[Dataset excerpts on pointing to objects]
━━━━

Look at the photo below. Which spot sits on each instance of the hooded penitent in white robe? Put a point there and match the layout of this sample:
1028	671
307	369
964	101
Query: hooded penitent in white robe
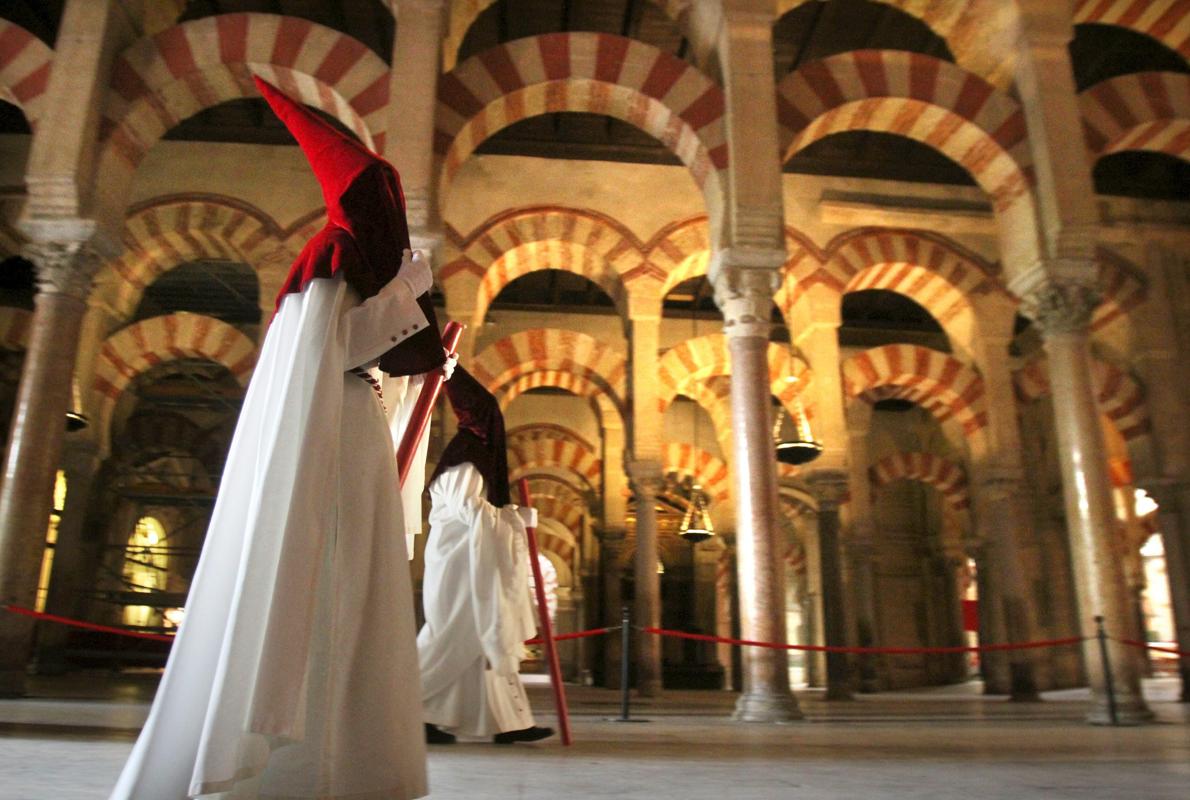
294	673
477	610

━━━━

Write out all the rows above again, requests included, but raise every point coordinate in the answers by 4. Leave the pictures out.

Look at the photo below. Which spot sits on each instance of the hooded penitent in white robe? Put a point there and match the layout of this sample:
1028	671
307	369
964	101
Query: hooded penitent in white robe
298	677
481	614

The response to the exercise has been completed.